EXCERPT PROVIDED:
A step forward from the previous platforms that rely on the Command Line or XML to deploy workflows, Apache Airflow — a popular open-source workflow management tool — allows users to develop workflows using standard Python code.
And to better understand Apache Airflow, it’s a must to know how Airflow Tasks and Airflow Task Instances work. Tasks in Apache Airflow are defined as the most basic unit of execution which is represented as nodes in the DAG graph. At the same time, an Airflow Task Instance is a particular run of the Task. We’ll discuss them in detail later.
In this blog post, we will parse through the basics of Airflow Tasks and dig a little deeper into how Airflow Task Instances work with examples. But, before we continue, let’s learn more about Apache Airflow in brief. Let’s begin.
What is Apache Airflow?
Apache Airflow is an open-source workflow management platform/tool to manage data engineering pipelines.
Programmed in Python and utilized with standard features of the Python framework, Airflow enables its users to schedule data processing for engineering pipelines efficiently. Airflow platform works as a building block, allowing its users to stitch together the modern data stack.
Apache Airflow’s major features are as follows:
- Extensibility: It’s easy to define operators extend libraries to fit the level of abstraction which suits your business requirements.
- Dynamic in nature: Configured as code, Airflow allows dynamic pipeline generation which enables the users to restart from the point of failure, that, too, without restarting the entire workflow.
- Sleek in design: Airflow pipelines are straightforward and easy to maintain, and the rich scheduling semantics enable users to run pipelines regularly.

SUPPLIED RECORDS:
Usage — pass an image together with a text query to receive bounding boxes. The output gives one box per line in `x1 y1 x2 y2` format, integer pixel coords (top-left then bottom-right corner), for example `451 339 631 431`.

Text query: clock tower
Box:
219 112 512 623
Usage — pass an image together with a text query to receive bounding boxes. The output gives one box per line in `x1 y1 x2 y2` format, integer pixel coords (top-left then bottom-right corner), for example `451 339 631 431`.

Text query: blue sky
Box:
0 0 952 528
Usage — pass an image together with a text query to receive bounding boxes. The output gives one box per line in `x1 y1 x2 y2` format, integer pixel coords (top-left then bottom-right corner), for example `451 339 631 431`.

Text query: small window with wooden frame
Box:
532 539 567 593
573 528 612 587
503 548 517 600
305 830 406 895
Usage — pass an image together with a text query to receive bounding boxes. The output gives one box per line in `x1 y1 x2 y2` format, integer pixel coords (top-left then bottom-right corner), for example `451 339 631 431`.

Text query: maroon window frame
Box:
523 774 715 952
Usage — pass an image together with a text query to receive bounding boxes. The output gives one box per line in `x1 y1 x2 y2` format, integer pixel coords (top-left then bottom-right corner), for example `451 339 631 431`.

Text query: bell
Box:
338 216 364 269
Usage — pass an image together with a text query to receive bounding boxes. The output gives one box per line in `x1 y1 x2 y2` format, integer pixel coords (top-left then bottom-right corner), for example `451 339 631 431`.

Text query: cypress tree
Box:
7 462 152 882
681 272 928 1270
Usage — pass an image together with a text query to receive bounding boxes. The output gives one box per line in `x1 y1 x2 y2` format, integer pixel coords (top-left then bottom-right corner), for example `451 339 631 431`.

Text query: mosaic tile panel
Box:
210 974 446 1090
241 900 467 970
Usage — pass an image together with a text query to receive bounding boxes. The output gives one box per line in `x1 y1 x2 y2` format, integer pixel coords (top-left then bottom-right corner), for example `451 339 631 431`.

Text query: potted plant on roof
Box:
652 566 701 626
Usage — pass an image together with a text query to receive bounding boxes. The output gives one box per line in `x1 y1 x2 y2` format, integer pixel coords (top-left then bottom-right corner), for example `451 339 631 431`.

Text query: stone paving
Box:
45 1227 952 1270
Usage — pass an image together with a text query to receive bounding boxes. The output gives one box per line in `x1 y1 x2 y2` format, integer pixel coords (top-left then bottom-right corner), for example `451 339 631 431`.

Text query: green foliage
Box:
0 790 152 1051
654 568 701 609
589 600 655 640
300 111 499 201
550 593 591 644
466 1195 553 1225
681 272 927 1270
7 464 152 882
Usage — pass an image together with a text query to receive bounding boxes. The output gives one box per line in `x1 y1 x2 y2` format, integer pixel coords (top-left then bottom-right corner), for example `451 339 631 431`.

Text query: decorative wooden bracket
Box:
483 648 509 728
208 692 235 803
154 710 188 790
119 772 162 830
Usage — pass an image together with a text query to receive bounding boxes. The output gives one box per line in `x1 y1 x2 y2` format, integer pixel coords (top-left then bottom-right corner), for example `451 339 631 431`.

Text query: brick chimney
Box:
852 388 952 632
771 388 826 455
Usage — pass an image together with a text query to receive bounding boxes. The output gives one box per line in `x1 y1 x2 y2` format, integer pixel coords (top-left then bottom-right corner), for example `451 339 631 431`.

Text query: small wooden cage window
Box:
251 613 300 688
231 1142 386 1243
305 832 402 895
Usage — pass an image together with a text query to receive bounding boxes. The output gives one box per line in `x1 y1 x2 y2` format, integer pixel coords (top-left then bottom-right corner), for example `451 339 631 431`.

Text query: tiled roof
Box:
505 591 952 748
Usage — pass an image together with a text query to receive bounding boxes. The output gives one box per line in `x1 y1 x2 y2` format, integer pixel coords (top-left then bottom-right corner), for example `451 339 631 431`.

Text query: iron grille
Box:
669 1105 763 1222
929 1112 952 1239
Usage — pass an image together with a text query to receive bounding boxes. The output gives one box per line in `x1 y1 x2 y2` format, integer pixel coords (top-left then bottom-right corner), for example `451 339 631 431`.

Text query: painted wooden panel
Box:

SHORT PROBLEM 1: In the Apache Airflow text, what is an Airflow Task Instance?
SHORT PROBLEM 2: Write the next part of the Apache Airflow text, picking up after its final sentence.

EXPECTED ANSWER 1: It is a particular run of a Task.

EXPECTED ANSWER 2:
- Scalable as the business grows: Having a modular design, Airflow provides a general-purpose orchestration framework with a manageable set of features to learn.
Looking for the best ETL tools to connect your data sources? Rest assured, Hevo’s no-code platform helps streamline your ETL process. Try Hevo and equip your team to:
- Integrate data from 150+ sources(60+ free sources).
- Simplify data mapping with an intuitive, user-friendly interface.
- Instantly load and sync your transformed data into your desired destination.
Try Hevo and discover why 2000+ customers like Ebury have chosen Hevo over tools like Fivetran and Stitch to upgrade to a modern data stack.
Get Started with Hevo for Free
What are Airflow Tasks?
In its documentation, Apache Airflow defines Tasks as “a unit of work with a DAG.” So, if we will see a DAG graph, the nodes actually represent Tasks.
A Task is written in Python and represents a Python Operator’s execution. Every time the Task also implements an operator with values to define that particular operator. For instance, a “PythonOperator” is used to run a Python code, and a “BashOperator,” by default, is a Bash command.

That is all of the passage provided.